→ **Page**:
'''

Note that this generic method is only parameterized with <U>, the type of the fetched pointed-at value, and not for the type ("<T>", perhaps) of the containing class (the same applies for the IL version below). It's because the bare-bones simplicity of this technique doesn't require it. We already know that the containing instance has to be a reference (class) type, so at runtime it will present via a reference handle to a GC object with object header, and those facts alone are sufficient here; nothing further needs to be known about putative type "T".
It's a matter of opinion whether adding vacuous <T, … >, which would allow us to indicate the where T: class constraint, would improve the look or feel of the example above. It certainly wouldn't hurt anything; I believe the JIT is smart enough to not generate additional generic method instantiations for generic arguments that have no effect. But since doing so seems chatty (other than for stating the constraint), I opted for the minimalism of strict necessity here.
In my own use, rather than passing a FieldInfo or its respective FieldHandle every time, what I actually retain are the various integer offset values for the fields of interest as returned from GetFieldOffset, since these are also invariant at runtime, once obtained. This eliminates the extra step (of calling GetFieldOffset) each time the pointer is fetched. In fact, since I am able to include IL code in my projects, here is the exact code that I use for the function above. As with the C# just shown, it trivially synthesizes a managed pointer from a containing GC-object obj, plus a (retained) integer offset offs within it.

'''

→ **Request 1**:
Answer these questions from the text on managed pointers:
(a) Which type parameter is the generic method parameterized with?
(b) What does the writer retain instead of passing a FieldInfo or its FieldHandle on every call?
(c) What does the writer believe the JIT avoids doing for generic arguments that have no effect?

[Image location labeling entries]

'''

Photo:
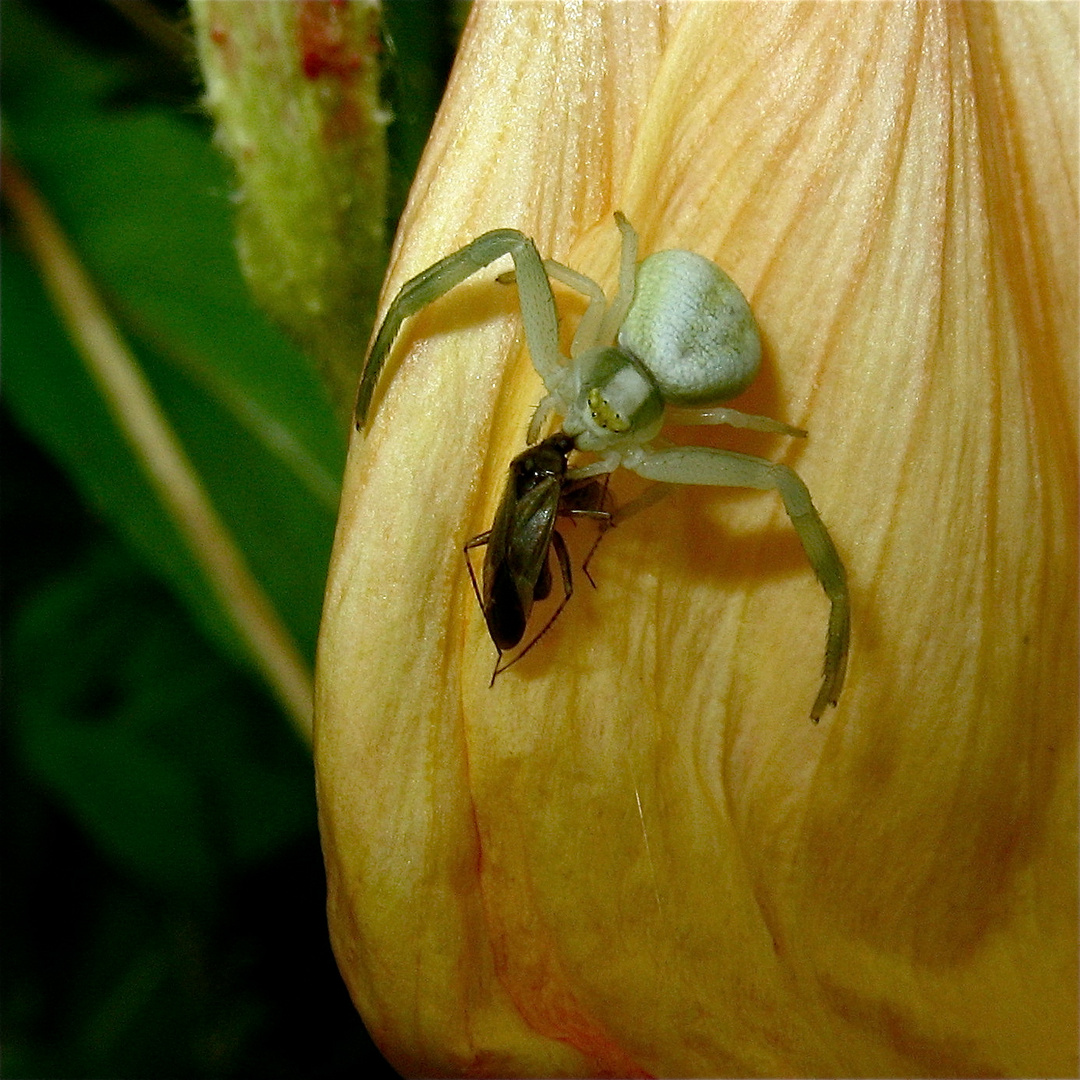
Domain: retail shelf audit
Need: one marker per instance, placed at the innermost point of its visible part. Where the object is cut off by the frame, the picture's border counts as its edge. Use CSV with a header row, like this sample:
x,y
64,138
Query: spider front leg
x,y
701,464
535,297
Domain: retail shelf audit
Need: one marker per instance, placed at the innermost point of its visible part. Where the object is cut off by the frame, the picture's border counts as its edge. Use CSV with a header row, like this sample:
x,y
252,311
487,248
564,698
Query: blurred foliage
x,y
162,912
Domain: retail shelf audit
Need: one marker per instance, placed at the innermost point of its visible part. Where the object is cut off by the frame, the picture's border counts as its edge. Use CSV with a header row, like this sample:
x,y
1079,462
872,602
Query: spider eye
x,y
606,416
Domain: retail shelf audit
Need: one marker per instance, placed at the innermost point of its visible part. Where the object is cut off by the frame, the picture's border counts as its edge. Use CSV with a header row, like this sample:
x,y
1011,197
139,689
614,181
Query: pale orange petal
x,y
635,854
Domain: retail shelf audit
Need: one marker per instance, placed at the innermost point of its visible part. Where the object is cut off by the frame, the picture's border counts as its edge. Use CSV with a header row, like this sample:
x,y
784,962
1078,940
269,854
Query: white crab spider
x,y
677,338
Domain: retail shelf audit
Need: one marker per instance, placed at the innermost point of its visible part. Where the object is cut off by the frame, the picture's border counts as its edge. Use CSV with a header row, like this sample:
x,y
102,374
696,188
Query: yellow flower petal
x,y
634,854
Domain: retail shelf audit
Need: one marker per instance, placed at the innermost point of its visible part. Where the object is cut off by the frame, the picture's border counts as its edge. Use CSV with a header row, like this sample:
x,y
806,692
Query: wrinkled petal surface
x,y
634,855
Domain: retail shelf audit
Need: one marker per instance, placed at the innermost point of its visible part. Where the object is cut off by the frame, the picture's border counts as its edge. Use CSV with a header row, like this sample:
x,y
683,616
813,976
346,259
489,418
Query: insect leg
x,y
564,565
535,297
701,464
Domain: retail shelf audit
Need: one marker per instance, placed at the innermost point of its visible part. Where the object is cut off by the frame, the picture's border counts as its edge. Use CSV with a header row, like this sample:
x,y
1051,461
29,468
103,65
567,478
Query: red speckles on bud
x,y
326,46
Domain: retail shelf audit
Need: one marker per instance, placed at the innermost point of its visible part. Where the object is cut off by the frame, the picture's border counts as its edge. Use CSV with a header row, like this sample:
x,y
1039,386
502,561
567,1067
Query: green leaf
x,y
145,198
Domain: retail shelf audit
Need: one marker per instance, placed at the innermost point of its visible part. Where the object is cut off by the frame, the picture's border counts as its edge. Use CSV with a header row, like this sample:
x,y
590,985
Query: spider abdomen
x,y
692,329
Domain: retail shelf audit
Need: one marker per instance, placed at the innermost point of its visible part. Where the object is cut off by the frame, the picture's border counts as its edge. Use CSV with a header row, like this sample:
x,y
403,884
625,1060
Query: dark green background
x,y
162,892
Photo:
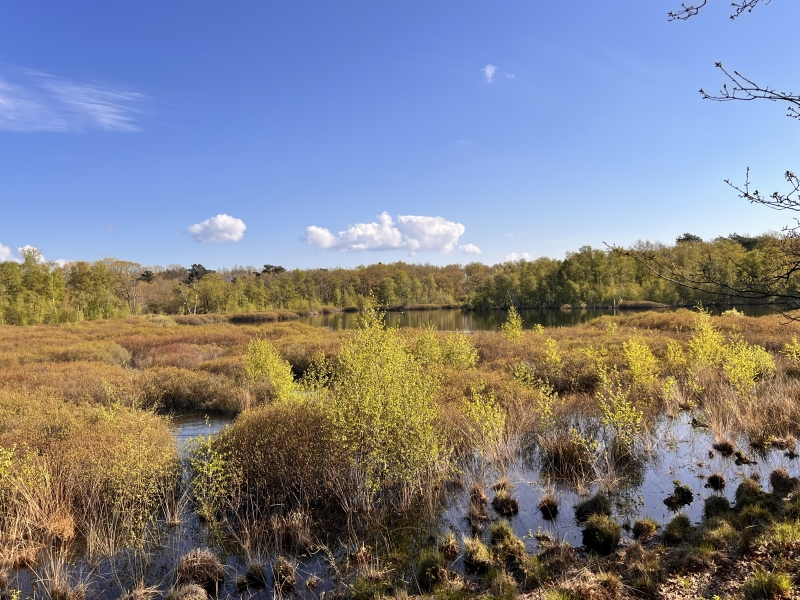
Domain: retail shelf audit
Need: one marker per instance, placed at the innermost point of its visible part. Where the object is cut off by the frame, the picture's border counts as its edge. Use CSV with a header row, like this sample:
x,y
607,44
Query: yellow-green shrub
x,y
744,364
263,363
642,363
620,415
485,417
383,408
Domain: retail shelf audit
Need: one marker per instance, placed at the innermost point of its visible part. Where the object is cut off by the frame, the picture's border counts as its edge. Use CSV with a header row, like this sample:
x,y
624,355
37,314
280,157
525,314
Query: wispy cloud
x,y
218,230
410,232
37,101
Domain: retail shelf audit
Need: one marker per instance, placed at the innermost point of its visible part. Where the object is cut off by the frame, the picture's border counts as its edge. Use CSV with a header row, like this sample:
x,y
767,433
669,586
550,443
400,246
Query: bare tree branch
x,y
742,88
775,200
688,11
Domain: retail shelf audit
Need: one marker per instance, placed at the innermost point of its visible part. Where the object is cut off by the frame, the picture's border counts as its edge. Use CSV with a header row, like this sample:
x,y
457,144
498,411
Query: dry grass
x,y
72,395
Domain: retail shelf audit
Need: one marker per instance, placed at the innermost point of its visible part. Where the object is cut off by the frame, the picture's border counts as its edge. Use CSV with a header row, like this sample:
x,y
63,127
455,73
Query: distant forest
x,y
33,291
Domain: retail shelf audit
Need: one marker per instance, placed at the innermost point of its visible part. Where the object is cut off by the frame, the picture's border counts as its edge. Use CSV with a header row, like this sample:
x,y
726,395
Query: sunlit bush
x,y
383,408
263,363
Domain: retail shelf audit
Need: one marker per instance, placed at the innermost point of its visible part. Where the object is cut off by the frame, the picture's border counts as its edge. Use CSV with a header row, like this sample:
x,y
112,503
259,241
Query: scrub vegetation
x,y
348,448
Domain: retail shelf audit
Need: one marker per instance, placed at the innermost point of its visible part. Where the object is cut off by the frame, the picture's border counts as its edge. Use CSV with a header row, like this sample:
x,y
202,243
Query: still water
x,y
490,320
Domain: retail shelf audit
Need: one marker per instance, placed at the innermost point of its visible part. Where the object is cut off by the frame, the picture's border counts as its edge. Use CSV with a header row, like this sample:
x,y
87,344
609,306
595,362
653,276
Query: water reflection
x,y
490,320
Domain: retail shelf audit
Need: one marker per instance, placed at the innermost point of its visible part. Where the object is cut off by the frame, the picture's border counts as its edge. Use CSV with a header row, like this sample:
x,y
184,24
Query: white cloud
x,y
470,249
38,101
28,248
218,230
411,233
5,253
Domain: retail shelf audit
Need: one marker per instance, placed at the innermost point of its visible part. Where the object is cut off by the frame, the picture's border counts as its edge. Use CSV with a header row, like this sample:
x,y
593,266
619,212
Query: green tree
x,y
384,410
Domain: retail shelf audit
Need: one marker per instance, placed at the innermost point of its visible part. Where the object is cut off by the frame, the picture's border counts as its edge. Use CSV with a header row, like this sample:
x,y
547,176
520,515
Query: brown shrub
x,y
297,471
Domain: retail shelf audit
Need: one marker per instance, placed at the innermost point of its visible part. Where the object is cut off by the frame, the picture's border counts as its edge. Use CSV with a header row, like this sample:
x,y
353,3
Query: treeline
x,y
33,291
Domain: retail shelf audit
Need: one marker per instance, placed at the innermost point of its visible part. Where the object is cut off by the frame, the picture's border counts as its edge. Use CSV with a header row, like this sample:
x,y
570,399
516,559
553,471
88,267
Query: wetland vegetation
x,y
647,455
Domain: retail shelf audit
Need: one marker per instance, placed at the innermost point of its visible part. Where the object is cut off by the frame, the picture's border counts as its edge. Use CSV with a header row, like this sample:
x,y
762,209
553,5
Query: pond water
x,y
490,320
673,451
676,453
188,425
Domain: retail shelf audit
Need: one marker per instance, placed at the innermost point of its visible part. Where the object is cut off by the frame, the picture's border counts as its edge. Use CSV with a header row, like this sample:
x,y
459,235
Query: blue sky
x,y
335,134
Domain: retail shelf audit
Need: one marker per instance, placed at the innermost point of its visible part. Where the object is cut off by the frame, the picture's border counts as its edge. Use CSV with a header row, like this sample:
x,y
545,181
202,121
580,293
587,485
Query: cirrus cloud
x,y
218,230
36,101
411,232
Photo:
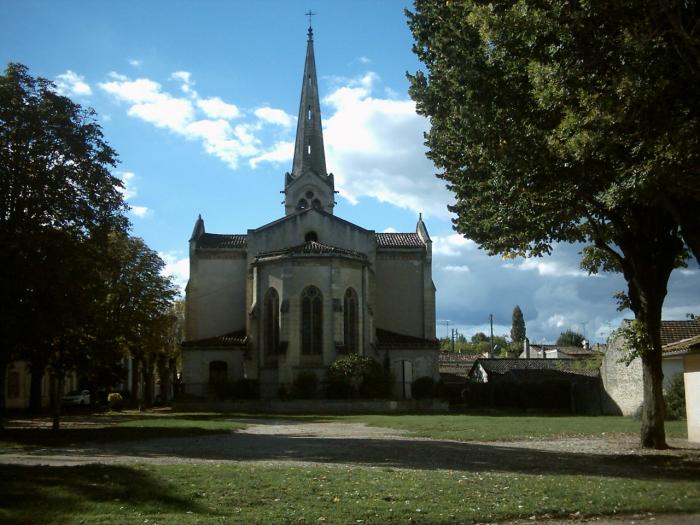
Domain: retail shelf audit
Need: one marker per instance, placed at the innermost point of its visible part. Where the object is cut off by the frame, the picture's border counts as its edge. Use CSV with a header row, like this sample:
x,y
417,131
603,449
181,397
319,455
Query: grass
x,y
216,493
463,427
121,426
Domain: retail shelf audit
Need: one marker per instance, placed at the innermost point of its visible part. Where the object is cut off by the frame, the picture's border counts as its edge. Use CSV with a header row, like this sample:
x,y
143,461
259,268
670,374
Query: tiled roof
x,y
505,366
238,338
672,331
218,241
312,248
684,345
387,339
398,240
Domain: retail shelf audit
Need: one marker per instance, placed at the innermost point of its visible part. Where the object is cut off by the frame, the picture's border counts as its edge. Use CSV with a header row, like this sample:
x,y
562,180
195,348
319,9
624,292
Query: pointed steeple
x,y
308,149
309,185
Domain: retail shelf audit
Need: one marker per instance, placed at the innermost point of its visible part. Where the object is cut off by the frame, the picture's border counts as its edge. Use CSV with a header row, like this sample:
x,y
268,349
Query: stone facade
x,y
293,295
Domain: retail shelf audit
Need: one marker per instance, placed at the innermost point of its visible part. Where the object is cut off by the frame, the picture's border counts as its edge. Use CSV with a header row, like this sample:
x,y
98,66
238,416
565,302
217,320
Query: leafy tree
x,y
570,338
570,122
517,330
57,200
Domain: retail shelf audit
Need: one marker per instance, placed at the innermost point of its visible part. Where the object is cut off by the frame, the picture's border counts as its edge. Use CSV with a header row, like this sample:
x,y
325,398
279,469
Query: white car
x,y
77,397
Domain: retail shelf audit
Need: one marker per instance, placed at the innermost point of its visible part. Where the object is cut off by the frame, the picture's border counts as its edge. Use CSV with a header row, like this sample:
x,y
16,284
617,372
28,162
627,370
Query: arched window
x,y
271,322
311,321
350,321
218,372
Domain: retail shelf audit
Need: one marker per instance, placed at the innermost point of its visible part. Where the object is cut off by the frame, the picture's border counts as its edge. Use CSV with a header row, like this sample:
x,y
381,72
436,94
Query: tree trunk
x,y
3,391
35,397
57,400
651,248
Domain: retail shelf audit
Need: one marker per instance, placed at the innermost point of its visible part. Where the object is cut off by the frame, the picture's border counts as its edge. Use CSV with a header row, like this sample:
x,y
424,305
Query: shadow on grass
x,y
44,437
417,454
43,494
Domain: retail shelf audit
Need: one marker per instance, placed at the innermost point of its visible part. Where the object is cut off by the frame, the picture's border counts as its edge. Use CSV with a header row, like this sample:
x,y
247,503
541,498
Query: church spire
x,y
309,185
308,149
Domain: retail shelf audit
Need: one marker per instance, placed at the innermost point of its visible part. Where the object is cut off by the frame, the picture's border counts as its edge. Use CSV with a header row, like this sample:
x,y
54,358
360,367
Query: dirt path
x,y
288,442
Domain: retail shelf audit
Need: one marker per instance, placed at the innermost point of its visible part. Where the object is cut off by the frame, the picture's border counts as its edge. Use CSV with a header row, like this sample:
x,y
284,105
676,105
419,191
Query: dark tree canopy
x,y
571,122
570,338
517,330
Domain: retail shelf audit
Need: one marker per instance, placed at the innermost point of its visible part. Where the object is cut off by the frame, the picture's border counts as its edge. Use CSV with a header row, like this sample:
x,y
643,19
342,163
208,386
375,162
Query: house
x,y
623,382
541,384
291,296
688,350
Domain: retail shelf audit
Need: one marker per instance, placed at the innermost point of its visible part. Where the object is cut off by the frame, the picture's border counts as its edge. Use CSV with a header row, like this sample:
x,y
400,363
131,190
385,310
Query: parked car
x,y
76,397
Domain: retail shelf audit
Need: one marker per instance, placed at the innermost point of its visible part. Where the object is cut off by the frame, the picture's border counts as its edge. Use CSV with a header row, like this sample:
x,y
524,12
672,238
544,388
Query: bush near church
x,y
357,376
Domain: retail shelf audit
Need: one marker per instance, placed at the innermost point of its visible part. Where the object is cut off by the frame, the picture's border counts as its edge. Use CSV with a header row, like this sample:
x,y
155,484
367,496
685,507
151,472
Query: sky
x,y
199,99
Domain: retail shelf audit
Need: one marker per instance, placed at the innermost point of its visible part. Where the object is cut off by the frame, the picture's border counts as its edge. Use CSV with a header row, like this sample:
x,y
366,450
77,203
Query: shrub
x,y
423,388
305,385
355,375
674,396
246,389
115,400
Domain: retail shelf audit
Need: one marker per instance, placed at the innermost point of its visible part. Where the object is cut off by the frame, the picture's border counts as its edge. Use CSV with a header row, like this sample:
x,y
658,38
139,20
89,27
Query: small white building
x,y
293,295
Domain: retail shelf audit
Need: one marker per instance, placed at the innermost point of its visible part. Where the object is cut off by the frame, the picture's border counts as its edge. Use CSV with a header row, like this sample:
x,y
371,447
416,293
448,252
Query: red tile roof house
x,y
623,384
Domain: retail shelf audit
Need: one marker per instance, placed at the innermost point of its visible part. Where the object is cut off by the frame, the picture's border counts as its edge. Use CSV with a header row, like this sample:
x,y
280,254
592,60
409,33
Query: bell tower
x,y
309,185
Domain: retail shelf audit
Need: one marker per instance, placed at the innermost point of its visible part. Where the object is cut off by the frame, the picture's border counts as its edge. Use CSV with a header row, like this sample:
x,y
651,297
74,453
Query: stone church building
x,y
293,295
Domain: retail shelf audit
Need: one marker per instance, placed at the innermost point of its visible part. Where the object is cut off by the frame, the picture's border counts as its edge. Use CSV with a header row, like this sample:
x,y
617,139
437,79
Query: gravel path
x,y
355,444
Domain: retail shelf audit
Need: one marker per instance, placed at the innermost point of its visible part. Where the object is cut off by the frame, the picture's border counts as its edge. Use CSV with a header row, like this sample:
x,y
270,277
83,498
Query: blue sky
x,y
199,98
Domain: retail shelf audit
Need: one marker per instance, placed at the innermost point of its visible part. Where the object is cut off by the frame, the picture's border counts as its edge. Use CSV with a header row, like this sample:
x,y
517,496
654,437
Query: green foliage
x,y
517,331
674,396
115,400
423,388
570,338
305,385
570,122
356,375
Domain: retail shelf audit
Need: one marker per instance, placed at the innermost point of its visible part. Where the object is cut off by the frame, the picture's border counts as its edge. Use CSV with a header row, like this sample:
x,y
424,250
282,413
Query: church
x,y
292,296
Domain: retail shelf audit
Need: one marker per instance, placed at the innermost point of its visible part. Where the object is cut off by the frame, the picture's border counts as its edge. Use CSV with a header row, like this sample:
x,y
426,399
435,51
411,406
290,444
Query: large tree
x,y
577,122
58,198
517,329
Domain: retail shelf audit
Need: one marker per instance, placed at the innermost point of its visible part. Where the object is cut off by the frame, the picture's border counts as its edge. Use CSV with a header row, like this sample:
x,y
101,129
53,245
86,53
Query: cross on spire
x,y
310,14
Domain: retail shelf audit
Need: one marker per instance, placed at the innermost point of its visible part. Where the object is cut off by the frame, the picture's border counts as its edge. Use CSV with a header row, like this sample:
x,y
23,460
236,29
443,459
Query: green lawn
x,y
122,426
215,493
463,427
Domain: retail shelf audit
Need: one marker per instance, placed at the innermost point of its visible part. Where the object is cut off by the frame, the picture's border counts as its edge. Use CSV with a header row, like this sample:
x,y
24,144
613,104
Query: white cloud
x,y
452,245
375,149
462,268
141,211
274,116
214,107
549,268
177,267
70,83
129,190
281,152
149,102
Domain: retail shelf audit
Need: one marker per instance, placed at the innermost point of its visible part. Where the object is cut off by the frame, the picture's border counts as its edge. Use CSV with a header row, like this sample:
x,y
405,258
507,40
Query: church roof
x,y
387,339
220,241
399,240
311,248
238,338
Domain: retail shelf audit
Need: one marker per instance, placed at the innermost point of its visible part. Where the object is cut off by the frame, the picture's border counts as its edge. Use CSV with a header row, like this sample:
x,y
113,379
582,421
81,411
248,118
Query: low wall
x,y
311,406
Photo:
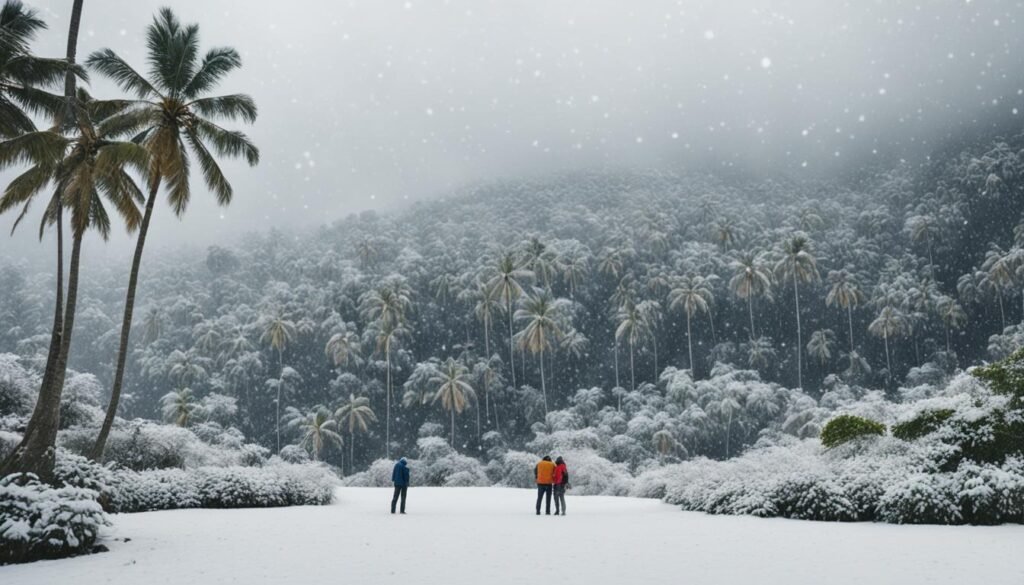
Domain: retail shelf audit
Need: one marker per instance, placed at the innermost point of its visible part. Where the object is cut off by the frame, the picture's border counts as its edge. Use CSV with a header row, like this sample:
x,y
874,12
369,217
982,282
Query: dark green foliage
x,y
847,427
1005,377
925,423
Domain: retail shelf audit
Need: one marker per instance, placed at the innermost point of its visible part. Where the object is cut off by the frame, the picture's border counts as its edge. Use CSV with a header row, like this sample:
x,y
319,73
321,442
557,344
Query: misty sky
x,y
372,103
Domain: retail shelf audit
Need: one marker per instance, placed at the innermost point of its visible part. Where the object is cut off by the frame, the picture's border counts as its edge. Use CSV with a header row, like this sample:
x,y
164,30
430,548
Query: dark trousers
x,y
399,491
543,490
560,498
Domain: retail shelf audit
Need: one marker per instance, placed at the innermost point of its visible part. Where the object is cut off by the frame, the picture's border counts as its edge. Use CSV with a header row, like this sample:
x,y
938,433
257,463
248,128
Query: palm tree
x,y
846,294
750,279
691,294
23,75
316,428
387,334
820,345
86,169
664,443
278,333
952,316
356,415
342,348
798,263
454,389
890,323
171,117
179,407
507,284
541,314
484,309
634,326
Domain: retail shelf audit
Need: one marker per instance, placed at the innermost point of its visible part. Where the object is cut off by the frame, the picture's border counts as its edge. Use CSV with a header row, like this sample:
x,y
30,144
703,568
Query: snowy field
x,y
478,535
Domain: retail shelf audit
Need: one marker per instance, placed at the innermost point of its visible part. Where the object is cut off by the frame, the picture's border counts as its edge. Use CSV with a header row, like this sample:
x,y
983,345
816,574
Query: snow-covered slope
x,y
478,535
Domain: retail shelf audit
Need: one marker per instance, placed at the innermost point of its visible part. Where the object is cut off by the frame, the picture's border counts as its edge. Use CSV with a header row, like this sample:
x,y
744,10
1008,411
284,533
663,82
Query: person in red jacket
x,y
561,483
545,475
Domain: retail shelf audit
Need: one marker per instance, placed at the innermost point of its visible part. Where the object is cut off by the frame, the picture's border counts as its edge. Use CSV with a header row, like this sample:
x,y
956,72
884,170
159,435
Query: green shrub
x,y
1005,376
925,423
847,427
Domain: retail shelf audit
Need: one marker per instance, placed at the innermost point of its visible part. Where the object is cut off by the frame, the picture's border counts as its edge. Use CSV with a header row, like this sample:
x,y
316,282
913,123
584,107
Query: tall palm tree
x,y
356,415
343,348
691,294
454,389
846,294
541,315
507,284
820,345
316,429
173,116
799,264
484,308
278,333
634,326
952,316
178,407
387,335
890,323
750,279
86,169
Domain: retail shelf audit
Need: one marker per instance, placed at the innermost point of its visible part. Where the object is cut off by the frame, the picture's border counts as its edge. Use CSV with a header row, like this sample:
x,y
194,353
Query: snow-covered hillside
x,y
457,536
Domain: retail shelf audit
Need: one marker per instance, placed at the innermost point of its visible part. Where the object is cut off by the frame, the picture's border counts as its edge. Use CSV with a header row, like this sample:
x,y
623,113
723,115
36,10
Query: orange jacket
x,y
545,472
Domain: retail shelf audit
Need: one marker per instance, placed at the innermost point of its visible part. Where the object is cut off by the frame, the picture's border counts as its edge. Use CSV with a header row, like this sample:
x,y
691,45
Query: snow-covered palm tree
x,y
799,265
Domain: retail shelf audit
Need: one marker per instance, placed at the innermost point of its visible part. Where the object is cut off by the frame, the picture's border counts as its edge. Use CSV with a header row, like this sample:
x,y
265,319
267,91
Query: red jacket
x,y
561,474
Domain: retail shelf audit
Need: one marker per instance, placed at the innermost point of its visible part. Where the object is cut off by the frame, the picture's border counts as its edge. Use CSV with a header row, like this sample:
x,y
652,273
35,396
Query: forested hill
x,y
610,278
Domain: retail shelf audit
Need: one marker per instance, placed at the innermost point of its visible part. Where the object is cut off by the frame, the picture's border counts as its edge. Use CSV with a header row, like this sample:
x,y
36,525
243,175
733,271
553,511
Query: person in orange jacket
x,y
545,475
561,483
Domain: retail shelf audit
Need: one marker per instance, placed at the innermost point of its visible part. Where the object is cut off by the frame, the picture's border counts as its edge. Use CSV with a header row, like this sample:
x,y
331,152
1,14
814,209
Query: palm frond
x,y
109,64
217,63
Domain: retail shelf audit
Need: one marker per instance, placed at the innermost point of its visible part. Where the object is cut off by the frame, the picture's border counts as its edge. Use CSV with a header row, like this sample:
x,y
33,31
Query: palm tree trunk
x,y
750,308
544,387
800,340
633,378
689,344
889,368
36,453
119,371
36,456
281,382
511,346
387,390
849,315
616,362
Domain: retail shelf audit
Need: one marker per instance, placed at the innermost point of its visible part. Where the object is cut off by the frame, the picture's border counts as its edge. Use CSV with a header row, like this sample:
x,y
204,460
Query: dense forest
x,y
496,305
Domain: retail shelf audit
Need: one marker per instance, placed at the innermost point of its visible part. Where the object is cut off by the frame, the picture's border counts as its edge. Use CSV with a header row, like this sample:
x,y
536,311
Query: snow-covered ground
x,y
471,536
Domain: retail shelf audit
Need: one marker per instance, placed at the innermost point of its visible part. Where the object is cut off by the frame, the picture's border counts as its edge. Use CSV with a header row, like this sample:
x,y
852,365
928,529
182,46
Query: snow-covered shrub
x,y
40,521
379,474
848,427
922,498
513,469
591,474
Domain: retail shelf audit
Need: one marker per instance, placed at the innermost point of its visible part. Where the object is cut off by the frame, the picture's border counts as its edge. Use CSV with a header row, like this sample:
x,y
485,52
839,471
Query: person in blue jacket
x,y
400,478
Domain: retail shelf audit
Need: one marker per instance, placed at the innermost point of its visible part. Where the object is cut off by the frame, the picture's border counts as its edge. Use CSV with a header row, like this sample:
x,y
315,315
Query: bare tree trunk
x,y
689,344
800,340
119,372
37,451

'''

→ **Request 2**: How many lines of the rows contain the string "covered"? Output the count only.

→ **Task answer 1**:
(a) <U>, the type of the fetched pointed-at value.
(b) The integer offset values for the fields of interest, as returned from GetFieldOffset.
(c) Generating additional generic method instantiations.

→ **Task answer 2**: 5